Task requirements. Arrange the listing from the line with "Query: goalkeeper's outstretched arm" through the line with "POLYGON ((459 140, 450" as a numbered list, leaving out any blank lines.

Material for the task.
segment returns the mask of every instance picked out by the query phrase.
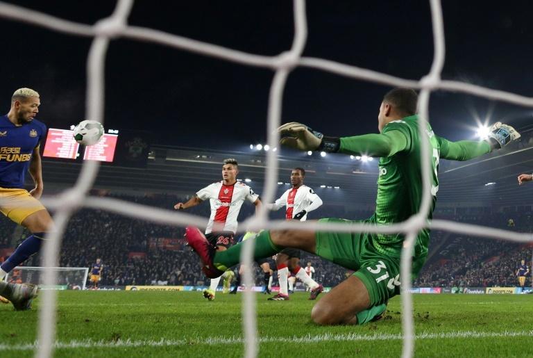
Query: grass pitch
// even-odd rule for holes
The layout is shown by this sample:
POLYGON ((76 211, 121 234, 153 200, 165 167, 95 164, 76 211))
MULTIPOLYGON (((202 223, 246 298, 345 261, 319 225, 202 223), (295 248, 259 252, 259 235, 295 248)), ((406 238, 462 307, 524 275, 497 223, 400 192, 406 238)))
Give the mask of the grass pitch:
MULTIPOLYGON (((327 293, 326 293, 327 294, 327 293)), ((400 299, 384 319, 319 327, 313 301, 257 294, 260 357, 399 357, 400 299)), ((416 357, 533 357, 533 295, 414 295, 416 357)), ((242 295, 208 302, 198 292, 61 291, 55 357, 242 357, 242 295)), ((320 296, 319 296, 320 298, 320 296)), ((0 357, 33 357, 34 309, 0 306, 0 357)))

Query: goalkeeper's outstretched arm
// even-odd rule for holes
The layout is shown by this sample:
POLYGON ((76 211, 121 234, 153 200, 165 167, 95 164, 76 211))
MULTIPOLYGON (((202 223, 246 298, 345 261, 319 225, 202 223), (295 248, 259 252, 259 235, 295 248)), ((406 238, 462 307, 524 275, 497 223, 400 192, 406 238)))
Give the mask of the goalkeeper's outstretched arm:
POLYGON ((459 140, 450 142, 441 137, 437 137, 441 147, 440 157, 450 161, 468 161, 487 154, 492 151, 487 140, 459 140))

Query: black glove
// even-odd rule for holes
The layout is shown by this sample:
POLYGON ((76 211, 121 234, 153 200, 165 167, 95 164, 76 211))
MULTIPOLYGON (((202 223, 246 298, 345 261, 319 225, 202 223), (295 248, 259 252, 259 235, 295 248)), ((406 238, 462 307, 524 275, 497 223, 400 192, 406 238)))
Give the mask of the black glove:
POLYGON ((293 219, 295 220, 299 220, 302 218, 303 218, 305 215, 305 214, 307 214, 307 211, 305 211, 305 210, 302 210, 301 211, 298 213, 296 215, 295 215, 294 218, 293 218, 293 219))

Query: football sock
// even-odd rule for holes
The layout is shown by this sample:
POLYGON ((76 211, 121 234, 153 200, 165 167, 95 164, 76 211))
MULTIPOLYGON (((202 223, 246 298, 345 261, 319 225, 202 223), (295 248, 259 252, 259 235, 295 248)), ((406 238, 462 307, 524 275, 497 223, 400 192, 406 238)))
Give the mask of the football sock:
POLYGON ((369 309, 361 311, 356 315, 357 317, 357 325, 364 325, 367 322, 370 322, 372 320, 372 318, 382 314, 386 308, 387 304, 383 303, 378 306, 370 307, 369 309))
POLYGON ((9 257, 9 259, 6 260, 6 262, 0 266, 0 268, 4 272, 8 272, 15 267, 18 266, 24 262, 28 257, 38 252, 41 248, 44 236, 44 232, 35 232, 28 236, 28 238, 22 241, 22 243, 17 247, 15 252, 9 257))
POLYGON ((233 287, 232 292, 237 292, 239 289, 239 286, 241 286, 241 274, 237 272, 237 278, 235 279, 235 286, 233 287))
POLYGON ((296 280, 296 278, 294 276, 291 276, 287 279, 287 281, 289 282, 289 291, 294 291, 294 282, 296 280))
POLYGON ((209 285, 209 289, 213 292, 217 292, 217 287, 219 286, 219 282, 220 282, 220 277, 216 279, 211 279, 211 284, 209 285))
POLYGON ((293 270, 293 273, 296 275, 296 278, 303 282, 312 290, 319 286, 319 284, 316 283, 313 279, 309 277, 309 275, 305 273, 305 270, 300 266, 296 266, 293 270), (296 272, 295 272, 296 271, 296 272))
MULTIPOLYGON (((282 247, 278 247, 270 238, 270 233, 266 230, 255 236, 255 246, 253 249, 254 259, 263 259, 279 252, 282 247)), ((217 268, 226 270, 228 268, 239 263, 241 260, 241 250, 243 243, 235 245, 228 250, 217 251, 214 254, 213 263, 217 268)))
POLYGON ((282 263, 278 266, 278 279, 280 281, 280 293, 282 295, 289 295, 287 291, 287 279, 289 276, 289 268, 287 265, 282 263))
POLYGON ((264 272, 264 276, 263 276, 263 282, 264 282, 264 286, 269 286, 269 281, 270 280, 270 272, 264 272))

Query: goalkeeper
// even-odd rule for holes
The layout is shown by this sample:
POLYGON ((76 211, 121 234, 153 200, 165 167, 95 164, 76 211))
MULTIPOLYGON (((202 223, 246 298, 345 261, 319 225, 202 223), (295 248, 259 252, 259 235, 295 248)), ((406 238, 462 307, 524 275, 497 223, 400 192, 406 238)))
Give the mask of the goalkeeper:
MULTIPOLYGON (((378 116, 380 134, 327 137, 307 126, 291 122, 281 126, 281 144, 299 150, 319 150, 380 157, 375 212, 363 222, 374 225, 403 222, 420 209, 423 186, 421 142, 426 140, 432 156, 431 194, 428 218, 432 217, 441 158, 466 161, 498 149, 520 138, 511 127, 500 122, 491 129, 487 140, 450 142, 436 136, 428 124, 421 137, 416 115, 416 92, 395 88, 385 95, 378 116)), ((343 219, 321 222, 350 223, 343 219)), ((203 271, 217 277, 239 262, 242 245, 215 252, 201 232, 188 227, 187 238, 200 256, 203 271)), ((405 236, 401 234, 312 232, 271 230, 255 238, 254 257, 266 257, 284 247, 296 247, 323 257, 355 273, 332 288, 312 309, 311 316, 320 325, 359 324, 382 316, 388 300, 400 293, 400 256, 405 236)), ((412 274, 425 261, 430 230, 418 232, 415 241, 412 274)))

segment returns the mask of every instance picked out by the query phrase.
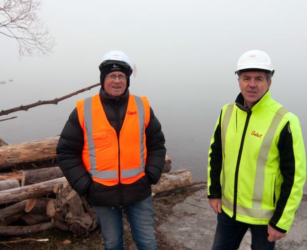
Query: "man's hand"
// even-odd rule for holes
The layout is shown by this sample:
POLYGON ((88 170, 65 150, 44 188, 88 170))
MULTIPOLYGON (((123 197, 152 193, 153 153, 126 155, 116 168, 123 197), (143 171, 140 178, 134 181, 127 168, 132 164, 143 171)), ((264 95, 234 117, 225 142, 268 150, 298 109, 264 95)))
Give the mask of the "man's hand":
POLYGON ((222 200, 221 199, 209 198, 209 205, 216 214, 218 212, 220 213, 222 212, 222 200))
POLYGON ((268 240, 270 242, 277 241, 287 235, 286 233, 280 232, 274 228, 272 228, 269 224, 268 225, 268 233, 269 233, 268 240))

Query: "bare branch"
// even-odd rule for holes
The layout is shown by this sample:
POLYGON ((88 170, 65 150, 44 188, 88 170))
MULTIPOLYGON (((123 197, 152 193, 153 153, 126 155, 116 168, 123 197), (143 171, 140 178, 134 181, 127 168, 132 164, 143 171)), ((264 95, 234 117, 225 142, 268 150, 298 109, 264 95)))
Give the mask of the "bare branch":
MULTIPOLYGON (((55 98, 53 100, 51 100, 49 101, 38 101, 36 103, 29 104, 28 105, 21 105, 19 107, 14 107, 13 108, 11 108, 10 109, 7 109, 6 110, 1 110, 0 111, 0 116, 1 115, 8 115, 11 113, 13 113, 14 112, 19 111, 20 110, 24 110, 25 111, 27 111, 28 109, 31 108, 31 107, 36 107, 37 106, 39 106, 39 105, 42 105, 43 104, 58 104, 58 103, 60 102, 65 99, 67 99, 69 97, 71 97, 72 96, 75 96, 76 95, 77 95, 80 93, 82 93, 82 92, 86 91, 86 90, 89 90, 92 88, 95 87, 96 87, 97 86, 100 86, 100 83, 96 83, 94 85, 92 85, 92 86, 89 86, 89 87, 82 88, 81 89, 79 89, 79 90, 77 90, 77 91, 74 92, 73 93, 71 93, 68 95, 66 95, 65 96, 62 96, 59 98, 55 98)), ((0 122, 1 121, 0 121, 0 122)))
POLYGON ((17 116, 13 116, 13 117, 10 117, 9 118, 6 118, 6 119, 2 119, 2 120, 0 120, 0 122, 2 122, 3 121, 7 121, 8 120, 11 120, 11 119, 13 119, 14 118, 17 118, 17 116))
POLYGON ((39 0, 4 0, 0 2, 0 34, 16 40, 19 58, 47 55, 55 45, 54 37, 37 15, 39 0))
POLYGON ((20 242, 26 242, 28 241, 46 242, 49 241, 49 239, 34 239, 32 238, 27 238, 26 239, 20 239, 19 240, 11 240, 9 241, 0 241, 0 244, 7 245, 14 243, 19 243, 20 242))

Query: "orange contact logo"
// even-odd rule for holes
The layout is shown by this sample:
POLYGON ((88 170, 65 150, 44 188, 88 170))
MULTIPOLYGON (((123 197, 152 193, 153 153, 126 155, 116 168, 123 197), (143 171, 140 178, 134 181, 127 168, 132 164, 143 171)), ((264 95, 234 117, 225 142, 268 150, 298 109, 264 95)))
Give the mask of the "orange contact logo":
POLYGON ((251 135, 253 135, 254 136, 256 136, 256 137, 259 137, 259 138, 261 138, 263 135, 262 134, 256 133, 255 130, 253 130, 251 132, 251 135))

Answer in full.
1. Query: goalkeeper's outstretched arm
2. // even-odd rule for holes
3. The layout is shown by this sample:
4. POLYGON ((76 211, 121 234, 153 200, 165 167, 95 164, 76 211))
5. MULTIPOLYGON (((202 223, 246 298, 345 261, 319 225, 202 223), (295 248, 259 252, 259 235, 295 248)), ((406 238, 462 307, 524 275, 497 223, 400 192, 406 238)))
6. Give the mask of the goalkeeper's outstretched arm:
7. POLYGON ((459 140, 450 142, 441 137, 437 137, 441 147, 440 157, 450 161, 468 161, 487 154, 492 151, 487 140, 459 140))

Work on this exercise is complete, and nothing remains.